FRAGMENTO SELECCIONADO >>

A la hora de hacer la película, sin embargo, Trillian no convenció a quien debía y alguien, seguramente delante de un Power Point, tuvo la idea de cambiar al personaje y su rol en la historia para que jugase un papel —atención, sorpresa— más femenino. Ahora Trillian sería el vértice de un triángulo amoroso entre ella, Zaphod y Arthur y hasta llegaría a mantener una relación romántica con el protagonista, algo que en modo alguno ocurre en los cinco libros originales de la Guía o en los seriales radiofónicos. Para ello se la desproveyó de buena parte de sus gags y se confeccionó una subtrama nueva en la que la chica —atención, más sorpresas— resultaba secuestrada y en la que los hombres —festival de las sorpresas— tenían que rescatarla de las garras de los malos. En conjunto, los personajes dejaron de ser un cuarteto dividido en dos pares —Arthur y Ford, Zaphod y Trillian— para convertirse en un trío de carismas —Arthur, Ford y Zaphod— al que se suma un personaje femenino que juega el papel, en efecto, de personaje femenino. La repetición significa que lo decimos con retintín.

EJERCICIO PROPUESTO 1 >> Indica qué líneas de los registros contienen la palabra "fingernail" y cópialas completas.
Los registros no tienen ninguna relación con el fragmento.

REGISTROS EXTRAÍDOS >>
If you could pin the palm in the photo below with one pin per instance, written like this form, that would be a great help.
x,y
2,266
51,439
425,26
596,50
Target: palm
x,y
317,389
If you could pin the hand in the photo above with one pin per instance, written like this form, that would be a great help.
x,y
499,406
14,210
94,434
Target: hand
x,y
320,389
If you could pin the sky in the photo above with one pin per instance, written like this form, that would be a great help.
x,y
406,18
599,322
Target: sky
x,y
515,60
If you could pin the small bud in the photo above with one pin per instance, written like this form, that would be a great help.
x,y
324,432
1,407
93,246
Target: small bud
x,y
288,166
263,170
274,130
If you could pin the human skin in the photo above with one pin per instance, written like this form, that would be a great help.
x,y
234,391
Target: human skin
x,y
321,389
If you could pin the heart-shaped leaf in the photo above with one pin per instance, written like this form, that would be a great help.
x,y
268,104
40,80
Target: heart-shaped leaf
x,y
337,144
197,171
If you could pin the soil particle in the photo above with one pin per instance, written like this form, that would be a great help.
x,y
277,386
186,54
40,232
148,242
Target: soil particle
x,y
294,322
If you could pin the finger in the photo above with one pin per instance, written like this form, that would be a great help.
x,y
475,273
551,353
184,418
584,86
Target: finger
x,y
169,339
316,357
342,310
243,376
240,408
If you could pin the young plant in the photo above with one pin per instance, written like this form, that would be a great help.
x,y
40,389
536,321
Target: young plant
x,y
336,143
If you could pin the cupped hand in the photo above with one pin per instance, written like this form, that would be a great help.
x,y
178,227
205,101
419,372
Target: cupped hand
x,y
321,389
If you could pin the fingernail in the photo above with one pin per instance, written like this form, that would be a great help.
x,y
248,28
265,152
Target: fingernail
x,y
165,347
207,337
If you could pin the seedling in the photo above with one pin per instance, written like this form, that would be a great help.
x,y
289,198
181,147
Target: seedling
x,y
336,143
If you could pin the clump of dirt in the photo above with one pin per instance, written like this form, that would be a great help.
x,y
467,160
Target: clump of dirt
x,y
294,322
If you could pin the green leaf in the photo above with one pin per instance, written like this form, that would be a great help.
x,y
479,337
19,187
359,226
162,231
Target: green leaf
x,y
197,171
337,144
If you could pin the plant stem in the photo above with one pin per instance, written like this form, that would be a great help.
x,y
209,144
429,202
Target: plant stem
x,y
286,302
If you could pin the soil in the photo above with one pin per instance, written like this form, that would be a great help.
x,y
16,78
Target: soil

EJERCICIO PROPUESTO 2 >> Según el fragmento seleccionado, ¿en qué dos pares se dividía el cuarteto de personajes antes de la película?

RESULTADO FINAL 1 >>
If you could pin the fingernail in the photo above with one pin per instance, written like this form, that would be a great help.
Target: fingernail

RESULTADO FINAL 2 >> Arthur y Ford, Zaphod y Trillian.